• [Exercise prompt]: Pull out and copy each line below that contains the string "shirt". Matching is case-sensitive.

--- BEGIN ---

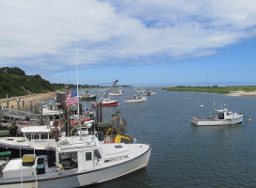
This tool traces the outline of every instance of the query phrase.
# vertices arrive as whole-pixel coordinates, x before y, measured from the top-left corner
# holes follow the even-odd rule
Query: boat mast
[[[80,122],[80,109],[79,109],[79,96],[78,96],[78,69],[77,69],[77,42],[75,37],[75,65],[76,65],[76,95],[77,95],[77,117],[78,117],[78,123],[79,123],[79,130],[80,130],[80,140],[82,140],[82,128]]]

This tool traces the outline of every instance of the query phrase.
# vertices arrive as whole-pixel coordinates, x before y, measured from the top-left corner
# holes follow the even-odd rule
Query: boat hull
[[[118,106],[119,102],[107,102],[107,103],[102,103],[103,107],[107,107],[107,106]],[[91,106],[95,106],[95,103],[91,103]]]
[[[148,165],[150,155],[151,155],[151,146],[149,149],[137,156],[136,158],[133,158],[130,161],[124,162],[122,164],[115,164],[112,166],[100,168],[92,171],[86,171],[79,174],[69,175],[69,176],[61,176],[56,175],[52,178],[44,179],[44,180],[35,180],[26,181],[23,180],[24,188],[31,188],[31,187],[48,187],[48,188],[70,188],[70,187],[79,187],[85,186],[94,183],[99,183],[103,181],[106,181],[128,173],[134,172],[136,170],[144,168]],[[13,187],[21,187],[22,183],[20,180],[16,180],[16,183],[13,182],[0,182],[0,188],[13,188]]]
[[[244,114],[240,114],[232,119],[213,119],[213,118],[192,118],[191,123],[199,126],[218,126],[218,125],[233,125],[243,121]]]
[[[147,102],[147,98],[146,97],[142,97],[141,99],[127,99],[124,100],[124,102]]]

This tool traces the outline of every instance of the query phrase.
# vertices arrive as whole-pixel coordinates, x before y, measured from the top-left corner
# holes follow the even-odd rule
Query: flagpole
[[[79,96],[78,96],[78,69],[77,69],[77,37],[75,37],[75,64],[76,64],[76,94],[77,94],[77,115],[78,115],[78,123],[79,123],[79,131],[80,131],[80,140],[82,139],[82,128],[80,122],[80,109],[79,109]]]

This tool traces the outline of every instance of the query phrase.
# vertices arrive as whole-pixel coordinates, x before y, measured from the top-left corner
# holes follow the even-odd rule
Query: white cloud
[[[255,37],[254,0],[0,2],[0,65],[57,70],[213,55]],[[152,59],[150,59],[150,57]]]

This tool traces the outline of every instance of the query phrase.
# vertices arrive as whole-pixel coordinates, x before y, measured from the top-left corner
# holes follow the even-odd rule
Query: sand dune
[[[244,96],[244,97],[256,97],[256,90],[254,91],[231,91],[229,96],[234,96],[234,97],[239,97],[239,96]]]

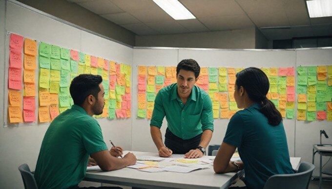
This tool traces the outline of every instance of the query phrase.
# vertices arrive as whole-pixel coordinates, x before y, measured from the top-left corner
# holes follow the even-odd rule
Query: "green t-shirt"
[[[192,138],[207,129],[213,131],[211,98],[196,86],[186,105],[178,96],[176,83],[161,89],[154,101],[150,126],[160,128],[165,116],[168,129],[183,140]]]
[[[230,119],[224,142],[237,147],[244,165],[246,185],[262,189],[269,177],[294,172],[282,122],[272,126],[254,104]]]
[[[45,134],[35,178],[40,189],[66,189],[84,177],[89,155],[107,150],[98,122],[74,105],[57,117]]]

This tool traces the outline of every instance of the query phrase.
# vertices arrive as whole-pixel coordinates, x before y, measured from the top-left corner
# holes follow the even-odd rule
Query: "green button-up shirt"
[[[212,102],[208,94],[194,86],[184,105],[178,96],[176,83],[160,90],[156,96],[150,126],[162,127],[166,116],[168,129],[184,140],[189,139],[207,129],[213,131]]]

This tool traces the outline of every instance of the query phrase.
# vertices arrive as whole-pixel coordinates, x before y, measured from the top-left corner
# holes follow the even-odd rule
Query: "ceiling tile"
[[[118,25],[141,22],[128,13],[108,14],[101,15],[101,16]]]
[[[139,35],[145,36],[159,34],[158,32],[148,27],[144,23],[121,25],[121,26],[126,28]]]
[[[196,18],[245,14],[234,0],[179,0]]]
[[[197,19],[182,19],[177,20],[182,26],[192,32],[208,32],[209,31],[204,25]]]
[[[95,0],[78,4],[97,15],[124,12],[109,0]]]
[[[254,26],[246,15],[207,17],[199,19],[211,31],[232,30]]]
[[[145,24],[161,34],[180,34],[190,31],[175,20],[145,23]]]

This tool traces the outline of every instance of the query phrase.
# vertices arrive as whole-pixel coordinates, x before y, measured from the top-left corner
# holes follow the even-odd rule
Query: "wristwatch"
[[[200,146],[199,146],[196,149],[198,149],[201,151],[202,151],[202,152],[203,153],[203,155],[205,155],[206,154],[205,151],[205,149],[204,148]]]
[[[238,171],[240,170],[240,166],[239,165],[239,164],[236,163],[236,162],[233,161],[233,162],[232,162],[232,163],[233,164],[233,165],[236,166],[236,168],[237,168]]]

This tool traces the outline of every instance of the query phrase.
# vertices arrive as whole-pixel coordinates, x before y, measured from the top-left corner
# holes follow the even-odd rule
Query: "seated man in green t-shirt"
[[[39,188],[77,187],[85,175],[89,155],[104,171],[136,163],[133,153],[121,159],[115,148],[108,151],[100,126],[92,117],[103,113],[102,81],[100,76],[90,74],[73,79],[70,91],[74,105],[53,120],[42,144],[35,173]]]

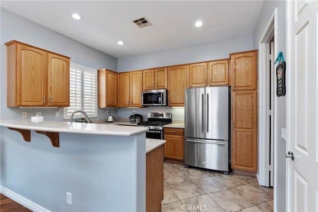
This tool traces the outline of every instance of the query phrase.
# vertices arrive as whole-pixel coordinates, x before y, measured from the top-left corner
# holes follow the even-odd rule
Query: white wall
[[[155,42],[155,41],[154,41]],[[186,46],[117,59],[118,72],[229,58],[229,54],[253,49],[249,35],[221,41]]]
[[[254,31],[253,47],[258,49],[261,37],[262,36],[267,23],[269,22],[275,8],[277,8],[277,16],[275,17],[275,45],[277,52],[282,52],[286,55],[286,1],[282,0],[264,1],[262,9]],[[275,56],[275,57],[277,57]],[[288,60],[286,58],[285,60]],[[263,70],[259,70],[258,71]],[[274,74],[273,73],[273,74]],[[288,72],[286,72],[286,74]],[[276,88],[276,78],[274,80]],[[276,93],[276,90],[275,90]],[[285,179],[286,179],[286,142],[280,137],[281,128],[286,128],[286,96],[277,97],[275,95],[274,113],[276,125],[274,131],[276,135],[274,144],[274,211],[285,211]]]
[[[22,111],[28,112],[28,118],[41,111],[45,120],[63,120],[63,108],[57,109],[21,109],[6,107],[6,46],[4,43],[16,40],[23,43],[46,49],[72,58],[73,63],[93,69],[106,68],[117,71],[117,59],[75,40],[13,13],[3,8],[1,15],[1,119],[19,119]],[[60,116],[55,117],[55,111],[60,111]],[[106,115],[105,109],[98,109],[99,118]],[[112,110],[116,116],[117,111]]]

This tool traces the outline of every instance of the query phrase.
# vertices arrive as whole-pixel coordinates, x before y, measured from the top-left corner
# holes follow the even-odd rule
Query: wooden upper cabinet
[[[144,90],[155,89],[155,70],[143,71],[143,88]]]
[[[70,59],[49,53],[48,106],[70,105]]]
[[[117,73],[106,69],[97,71],[98,107],[117,106]]]
[[[186,88],[187,66],[168,68],[169,106],[184,106],[184,89]]]
[[[257,168],[257,91],[232,92],[232,166],[256,172]]]
[[[232,89],[257,89],[257,50],[231,54]]]
[[[208,85],[229,85],[229,60],[208,63]]]
[[[207,63],[189,65],[188,87],[204,87],[207,85]]]
[[[7,46],[7,106],[68,106],[70,58],[19,41]]]
[[[166,89],[167,68],[143,71],[143,88],[144,90]]]
[[[118,73],[118,107],[129,107],[130,106],[129,73]]]
[[[141,91],[143,90],[143,72],[129,72],[130,85],[130,106],[142,107]]]
[[[167,88],[167,68],[155,70],[155,87],[156,89]]]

--- END ---

• [Finished task]:
Query: "green t-shirt"
Query: "green button-up shirt"
Query: "seated man in green t-shirt"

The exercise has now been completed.